Из пособия по умиранию.
Протоиерей Ткаченко усаживается в удобное кресло в зале с камином.
— Мы хотели в каждое помещение вложить философию, — обращается он к рассевшимся перед ним журналистам. — К нам приезжают учиться. Очень похожим на наш построили казанский хоспис. А мы строим еще один хоспис для детей Ленинградской области, — рассказывает он, под «мы» имея в виду хоспис. — Еще один будет в Домодедово Московской области. Ничего удивительного в том, что у церкви получается это делать. Церковные люди к созданию больницы подходят не так, как светские, прошедшие обучение в медицинских университетах. Сознание церковных людей не забито существующими условностями, они строят то, что считают благом для человека… Мы строим новые хосписы, и поэтому может показаться, что растет количество заболевших, но на самом деле просто выявлять заболевания начали лучше. А есть заболевания, которые раньше не лечились. Еще один аспект — сейчас научились выхаживать новорожденных детей весом меньше пятисот граммов. Большинство из них — впоследствии пациенты нашего хосписа. Да, мы можем на каком-то этапе беременности предупредить маму об этом, и она примет решение — рожать или нет. Традиционные конфессии говорят, что аборт делать нельзя, соответственно, нужно готовить ее к тому, что она, скорее всего, будет иметь ребенка-инвалида. Она должна знать правду. Но, с другой стороны, сообщив ей эту правду, общество не должно оставлять ее наедине с этой проблемой. Оно не должно оказывать давления на нее во время принятия решения. Я считаю такую позицию честной. Социальная доктрина церкви говорит о том, что здоровье матери является ценным.

**********

### Ваши задания
- A) Объясните по тексту о хосписе, почему может показаться, что заболевших стало больше, и что, по словам протоиерея, происходит на самом деле.
- B) Какой хоспис, согласно тексту о хосписе, построили очень похожим на тот, о котором рассказывает протоиерей?
- C) Продолжите текст о хосписе с фразы, которая идет после последнего предложения.

### Данные о референциальных выражениях
**********

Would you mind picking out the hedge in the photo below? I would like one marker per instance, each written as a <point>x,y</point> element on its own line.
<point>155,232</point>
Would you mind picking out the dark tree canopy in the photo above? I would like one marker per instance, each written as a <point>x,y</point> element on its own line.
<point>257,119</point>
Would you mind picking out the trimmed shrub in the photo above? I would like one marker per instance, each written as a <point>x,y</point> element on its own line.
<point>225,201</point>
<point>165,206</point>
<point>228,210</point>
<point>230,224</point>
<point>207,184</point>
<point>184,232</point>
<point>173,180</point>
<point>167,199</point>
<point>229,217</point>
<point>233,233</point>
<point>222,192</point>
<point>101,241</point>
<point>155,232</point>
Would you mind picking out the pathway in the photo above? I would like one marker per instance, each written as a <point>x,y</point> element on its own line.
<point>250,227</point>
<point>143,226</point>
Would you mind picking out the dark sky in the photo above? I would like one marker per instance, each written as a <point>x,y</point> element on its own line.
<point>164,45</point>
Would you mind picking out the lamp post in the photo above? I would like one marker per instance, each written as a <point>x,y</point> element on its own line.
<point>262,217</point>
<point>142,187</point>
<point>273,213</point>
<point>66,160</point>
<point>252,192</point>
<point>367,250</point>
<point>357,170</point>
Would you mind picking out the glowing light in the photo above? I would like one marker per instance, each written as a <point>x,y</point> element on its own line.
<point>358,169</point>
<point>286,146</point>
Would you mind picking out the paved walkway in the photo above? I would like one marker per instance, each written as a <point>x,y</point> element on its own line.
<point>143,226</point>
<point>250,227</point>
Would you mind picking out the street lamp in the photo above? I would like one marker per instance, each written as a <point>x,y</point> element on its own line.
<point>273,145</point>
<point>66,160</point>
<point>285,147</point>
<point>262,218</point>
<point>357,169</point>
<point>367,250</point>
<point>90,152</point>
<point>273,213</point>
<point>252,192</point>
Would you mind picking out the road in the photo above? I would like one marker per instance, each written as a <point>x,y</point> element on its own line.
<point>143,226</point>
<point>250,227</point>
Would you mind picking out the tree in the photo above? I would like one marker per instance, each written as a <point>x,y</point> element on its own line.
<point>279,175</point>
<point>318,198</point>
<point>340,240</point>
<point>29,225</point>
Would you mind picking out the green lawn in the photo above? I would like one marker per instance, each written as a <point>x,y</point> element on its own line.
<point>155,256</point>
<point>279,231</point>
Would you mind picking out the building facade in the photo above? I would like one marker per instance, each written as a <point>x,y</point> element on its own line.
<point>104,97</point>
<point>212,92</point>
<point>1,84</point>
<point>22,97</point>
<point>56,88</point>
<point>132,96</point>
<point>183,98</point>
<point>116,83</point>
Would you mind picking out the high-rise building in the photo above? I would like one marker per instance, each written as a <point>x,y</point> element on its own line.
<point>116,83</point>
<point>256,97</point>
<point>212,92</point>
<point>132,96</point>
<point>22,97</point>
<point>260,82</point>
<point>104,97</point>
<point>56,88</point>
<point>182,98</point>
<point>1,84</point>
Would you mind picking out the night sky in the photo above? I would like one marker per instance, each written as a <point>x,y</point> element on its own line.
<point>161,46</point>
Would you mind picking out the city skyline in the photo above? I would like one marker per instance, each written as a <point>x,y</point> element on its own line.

**********

### Ожидаемые ответы
- A) Так может показаться, потому что строятся новые хосписы. На самом деле заболевания просто стали лучше выявлять. Кроме того, есть болезни, которые раньше не лечились, а теперь научились выхаживать новорожденных весом меньше пятисот граммов.

- B) Казанский хоспис.

- C)
На сайте хосписа под фото улыбающегося Ткаченко написано: «Сорок тысяч детей в России нуждаются в помощи паллиативных служб. Им нужны не только медицинские услуги, но и медицинская поддержка, социальная и духовная помощь». Тут же на сайте можно оставить заявку на ознакомительный визит в хоспис. Ткаченко считает, что когда-нибудь все хосписы в России станут похожими на этот, отстроенный на средства благотворителей и переданный государству, оплачивающему лечение пациентов — на красивый мир с феями и часами, показывающими разное время, где качественно, достойно и счастливо проживается короткая жизнь маленького человека.
— Закройте дверь, — просит Ткаченко, когда за открытой дверью мелькает инвалидная коляска. — Мы не обсуждаем пациентов и темы, связанные с пациентами, если кто-нибудь из них находится поблизости. …Вот мальчик — Вася, — продолжает Ткаченко, — вы его только что видели. Пока он успешно лечится, но его состояние, согласно уже имеющемуся у нас опыту, вызывает опасения. Он бывает в хосписе все чаще и чаще. Есть генетические заболевания, при которых ребенок может дожить до взрослого возраста, если получает сопутствующую терапию. Он учится в школе, он мотивирован жить. У детей нет опыта смерти. Нет трагизма, связанного с опытом потери. Смерть — это путешествие. Грустно уезжать, но ведь и там — другая жизнь.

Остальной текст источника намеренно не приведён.